WORK TO BE COMPLETED — Retyping the records exactly, down to the last line, is the whole job.
═════ RECORD EXTRACTS ═════
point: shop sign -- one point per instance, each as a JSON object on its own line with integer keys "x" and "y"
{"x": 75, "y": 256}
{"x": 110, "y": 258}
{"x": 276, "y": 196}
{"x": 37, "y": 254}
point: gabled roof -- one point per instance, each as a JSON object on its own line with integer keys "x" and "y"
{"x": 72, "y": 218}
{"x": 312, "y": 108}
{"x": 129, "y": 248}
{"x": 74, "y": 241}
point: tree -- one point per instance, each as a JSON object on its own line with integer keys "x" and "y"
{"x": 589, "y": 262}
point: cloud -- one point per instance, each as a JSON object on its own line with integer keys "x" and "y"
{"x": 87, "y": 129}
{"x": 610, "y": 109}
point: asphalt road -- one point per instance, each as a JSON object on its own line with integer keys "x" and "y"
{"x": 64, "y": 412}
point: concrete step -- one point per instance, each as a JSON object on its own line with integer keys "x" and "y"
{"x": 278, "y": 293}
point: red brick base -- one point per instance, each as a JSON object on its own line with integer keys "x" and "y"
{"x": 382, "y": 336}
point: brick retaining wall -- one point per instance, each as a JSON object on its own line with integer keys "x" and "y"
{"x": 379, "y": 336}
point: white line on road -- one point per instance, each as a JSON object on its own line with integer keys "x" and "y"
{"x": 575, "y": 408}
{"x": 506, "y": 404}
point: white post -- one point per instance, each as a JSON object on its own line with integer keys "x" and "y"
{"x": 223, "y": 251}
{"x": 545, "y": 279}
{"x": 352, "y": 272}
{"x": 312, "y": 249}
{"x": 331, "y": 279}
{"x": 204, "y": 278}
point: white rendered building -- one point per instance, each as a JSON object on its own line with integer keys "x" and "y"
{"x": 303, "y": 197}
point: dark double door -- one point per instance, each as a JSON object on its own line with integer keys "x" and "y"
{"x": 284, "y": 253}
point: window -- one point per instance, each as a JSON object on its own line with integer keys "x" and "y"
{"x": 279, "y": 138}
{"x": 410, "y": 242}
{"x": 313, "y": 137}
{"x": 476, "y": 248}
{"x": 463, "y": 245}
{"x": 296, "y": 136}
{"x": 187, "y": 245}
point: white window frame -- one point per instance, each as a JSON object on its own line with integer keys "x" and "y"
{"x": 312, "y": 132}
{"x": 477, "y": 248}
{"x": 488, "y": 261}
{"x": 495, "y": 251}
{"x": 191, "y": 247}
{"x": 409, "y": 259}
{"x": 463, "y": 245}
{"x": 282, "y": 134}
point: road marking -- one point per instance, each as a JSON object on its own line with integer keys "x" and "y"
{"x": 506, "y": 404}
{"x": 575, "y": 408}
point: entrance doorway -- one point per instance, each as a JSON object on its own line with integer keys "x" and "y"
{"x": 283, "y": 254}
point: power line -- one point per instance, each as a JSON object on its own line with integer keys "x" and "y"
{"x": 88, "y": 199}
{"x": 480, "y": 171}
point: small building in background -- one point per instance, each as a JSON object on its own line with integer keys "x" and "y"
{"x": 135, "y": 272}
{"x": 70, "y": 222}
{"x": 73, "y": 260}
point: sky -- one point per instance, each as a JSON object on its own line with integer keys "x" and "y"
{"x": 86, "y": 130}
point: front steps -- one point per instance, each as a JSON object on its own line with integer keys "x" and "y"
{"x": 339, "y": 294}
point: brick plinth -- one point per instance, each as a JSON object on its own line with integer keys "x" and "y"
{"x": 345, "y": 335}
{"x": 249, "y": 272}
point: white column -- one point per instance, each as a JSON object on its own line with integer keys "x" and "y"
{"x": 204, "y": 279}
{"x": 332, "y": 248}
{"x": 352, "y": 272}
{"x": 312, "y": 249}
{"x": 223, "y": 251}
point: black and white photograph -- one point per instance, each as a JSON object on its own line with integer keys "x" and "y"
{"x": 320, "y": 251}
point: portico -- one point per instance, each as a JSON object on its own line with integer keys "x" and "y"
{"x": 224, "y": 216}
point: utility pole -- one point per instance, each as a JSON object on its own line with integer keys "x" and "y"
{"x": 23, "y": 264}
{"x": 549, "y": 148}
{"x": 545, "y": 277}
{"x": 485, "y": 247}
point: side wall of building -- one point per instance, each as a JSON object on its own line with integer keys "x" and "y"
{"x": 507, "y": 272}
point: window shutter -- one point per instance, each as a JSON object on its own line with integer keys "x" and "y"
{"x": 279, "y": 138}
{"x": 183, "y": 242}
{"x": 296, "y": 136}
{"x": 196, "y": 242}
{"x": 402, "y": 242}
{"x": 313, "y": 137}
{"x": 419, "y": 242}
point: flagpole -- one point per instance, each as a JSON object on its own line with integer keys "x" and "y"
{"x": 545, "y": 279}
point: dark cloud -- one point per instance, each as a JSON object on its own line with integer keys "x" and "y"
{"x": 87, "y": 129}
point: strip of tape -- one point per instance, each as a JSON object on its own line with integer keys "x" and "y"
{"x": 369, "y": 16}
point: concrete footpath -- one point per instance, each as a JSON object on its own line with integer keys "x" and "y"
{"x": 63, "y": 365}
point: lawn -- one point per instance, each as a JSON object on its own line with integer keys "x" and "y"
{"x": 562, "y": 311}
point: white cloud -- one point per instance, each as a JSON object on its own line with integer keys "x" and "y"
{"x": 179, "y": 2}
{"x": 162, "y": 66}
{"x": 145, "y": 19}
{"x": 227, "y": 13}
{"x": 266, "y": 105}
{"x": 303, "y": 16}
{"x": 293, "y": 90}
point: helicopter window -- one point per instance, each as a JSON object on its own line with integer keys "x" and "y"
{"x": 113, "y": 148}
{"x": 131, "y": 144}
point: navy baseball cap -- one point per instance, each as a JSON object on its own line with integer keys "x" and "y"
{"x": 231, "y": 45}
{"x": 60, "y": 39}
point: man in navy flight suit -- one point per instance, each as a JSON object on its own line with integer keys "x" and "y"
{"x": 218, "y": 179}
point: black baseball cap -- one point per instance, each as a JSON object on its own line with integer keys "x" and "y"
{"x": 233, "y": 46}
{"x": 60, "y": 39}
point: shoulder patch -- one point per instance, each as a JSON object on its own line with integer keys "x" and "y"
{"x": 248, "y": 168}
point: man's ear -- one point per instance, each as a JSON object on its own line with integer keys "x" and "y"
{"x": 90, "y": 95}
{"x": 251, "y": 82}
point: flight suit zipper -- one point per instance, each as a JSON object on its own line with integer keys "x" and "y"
═════
RESULT FOR THIS EXERCISE —
point: shop sign -- one point per instance, each as a JSON object on its own line with integer keys "x" and "y"
{"x": 75, "y": 256}
{"x": 110, "y": 258}
{"x": 276, "y": 196}
{"x": 37, "y": 254}
point: gabled roof -- one point per instance, each as a JSON object on its own line with integer keys "x" and "y"
{"x": 72, "y": 218}
{"x": 312, "y": 108}
{"x": 129, "y": 248}
{"x": 74, "y": 241}
point: tree -- one point per instance, each as a JSON object on its own line with integer keys "x" and "y"
{"x": 589, "y": 262}
point: cloud -- one point per instance, each as a JSON object on its own line with integer keys "x" and "y"
{"x": 87, "y": 129}
{"x": 610, "y": 109}
point: asphalt road -- one point per instance, each as a JSON object on its own line with integer keys "x" and "y"
{"x": 64, "y": 412}
point: concrete step -- one point per instance, each as a JSON object on its own line with integer keys "x" and "y"
{"x": 278, "y": 293}
point: red brick base -- one point per instance, each as a JSON object on its own line with integer keys "x" and "y"
{"x": 382, "y": 336}
point: brick retaining wall -- one point per instance, each as a JSON object on its own line with integer keys "x" and "y"
{"x": 379, "y": 336}
point: white line on road -- one point per instance, each as a JSON object on its own line with integer keys "x" and "y"
{"x": 575, "y": 408}
{"x": 506, "y": 404}
point: white post -- one point per instance, each as a JSON object on its own line with integer keys "x" and "y"
{"x": 223, "y": 251}
{"x": 545, "y": 279}
{"x": 352, "y": 272}
{"x": 312, "y": 249}
{"x": 331, "y": 279}
{"x": 204, "y": 278}
point: white rendered building -- one point per instance, each as a JSON object on its own line with integer keys "x" and "y"
{"x": 303, "y": 197}
point: dark double door -- one point per instance, each as a JSON object on its own line with integer keys "x" and "y"
{"x": 284, "y": 253}
point: window -- one point per instance, each as a JSON object on its own line with integer keys "x" and "y"
{"x": 279, "y": 138}
{"x": 410, "y": 242}
{"x": 313, "y": 137}
{"x": 476, "y": 248}
{"x": 463, "y": 245}
{"x": 296, "y": 136}
{"x": 187, "y": 245}
point: white window frame -- one point per instance, each as a JSON object on its own line with integer keys "x" and "y"
{"x": 312, "y": 132}
{"x": 477, "y": 248}
{"x": 488, "y": 261}
{"x": 495, "y": 251}
{"x": 191, "y": 247}
{"x": 409, "y": 259}
{"x": 463, "y": 245}
{"x": 282, "y": 134}
point: road marking -- one point per instance, each as a JSON object on its own line with integer keys "x" and "y"
{"x": 506, "y": 404}
{"x": 575, "y": 408}
point: entrance doorway -- one point per instance, each as a JSON object on its own line with integer keys "x" and "y"
{"x": 283, "y": 254}
point: power line -- one point per instance, each as a JSON object on its own line with integer keys "x" and "y"
{"x": 88, "y": 199}
{"x": 480, "y": 171}
point: small building in background -- one point per instance, each as a JSON object on its own line with integer keys "x" and "y"
{"x": 135, "y": 272}
{"x": 70, "y": 222}
{"x": 73, "y": 260}
point: sky -- one point per instance, each as a JSON object on its own line with integer keys "x" and "y"
{"x": 86, "y": 130}
point: front steps -- one point per instance, each as a JSON object on its own line with integer keys "x" and "y"
{"x": 339, "y": 294}
point: brick plinth -- one point per instance, each as a JSON object on its own line with integer keys "x" and "y"
{"x": 345, "y": 335}
{"x": 249, "y": 272}
point: white column -- one point per instance, each as a JSON object on its own line with integer keys "x" and "y"
{"x": 204, "y": 279}
{"x": 332, "y": 248}
{"x": 352, "y": 272}
{"x": 312, "y": 249}
{"x": 223, "y": 251}
point: black and white photograph -- one point per instance, each as a JSON object on its own line with integer keys "x" and "y"
{"x": 320, "y": 251}
point: portico -- one point per instance, each as a JSON object on its own line with integer keys "x" and "y"
{"x": 224, "y": 216}
point: utility pole -- one point per instance, each as a JSON object on its own line with integer keys "x" and "y"
{"x": 23, "y": 264}
{"x": 549, "y": 148}
{"x": 545, "y": 277}
{"x": 485, "y": 247}
point: side wall of building -- one point per instance, each as a JSON object on its own line with integer keys "x" and "y"
{"x": 507, "y": 272}
point: window shutter -- one point per instance, each as a JSON object on its own line with integer keys "x" and "y"
{"x": 279, "y": 138}
{"x": 183, "y": 242}
{"x": 296, "y": 136}
{"x": 196, "y": 242}
{"x": 402, "y": 242}
{"x": 313, "y": 137}
{"x": 419, "y": 242}
point: flagpole -- one point per instance, each as a JSON object on its own line with integer keys "x" and "y"
{"x": 545, "y": 279}
point: dark cloud -- one point per instance, each as a JSON object on its own line with integer keys "x" and "y"
{"x": 87, "y": 129}
point: strip of tape -- one point per instance, each as a JSON object on its own line with integer keys "x" and "y"
{"x": 369, "y": 16}
point: concrete footpath -- one point per instance, each as a JSON object on its own line with integer keys "x" and "y"
{"x": 63, "y": 365}
point: lawn -- one point per instance, each as a JSON object on its own line with integer keys "x" and "y"
{"x": 562, "y": 311}
point: white cloud -- one point per instance, each as a JSON object on its own line with integer keys "x" and "y"
{"x": 179, "y": 2}
{"x": 162, "y": 66}
{"x": 145, "y": 19}
{"x": 227, "y": 13}
{"x": 266, "y": 105}
{"x": 303, "y": 16}
{"x": 293, "y": 90}
point: helicopter window -- one point per instance, each as a JSON object on its own line with integer keys "x" and "y"
{"x": 113, "y": 148}
{"x": 131, "y": 144}
point: navy baseball cap -- one point per instance, each as a JSON object on its own line with integer keys "x" and "y"
{"x": 231, "y": 45}
{"x": 60, "y": 39}
point: man in navy flight suit -- one point per instance, each as a JSON object on its own line with integer keys "x" and "y"
{"x": 218, "y": 179}
point: black baseball cap -- one point per instance, each as a JSON object on its own line with integer keys "x" and "y"
{"x": 233, "y": 46}
{"x": 60, "y": 39}
point: shoulder patch -- one point per instance, each as a JSON object on its own line with integer keys "x" and "y"
{"x": 248, "y": 168}
point: man's ear -- one point per instance, each as a JSON object on its own line with integer keys "x" and "y"
{"x": 90, "y": 95}
{"x": 251, "y": 82}
point: flight suit zipper -- one point per instance, each as a JSON object on its own line with integer keys "x" and "y"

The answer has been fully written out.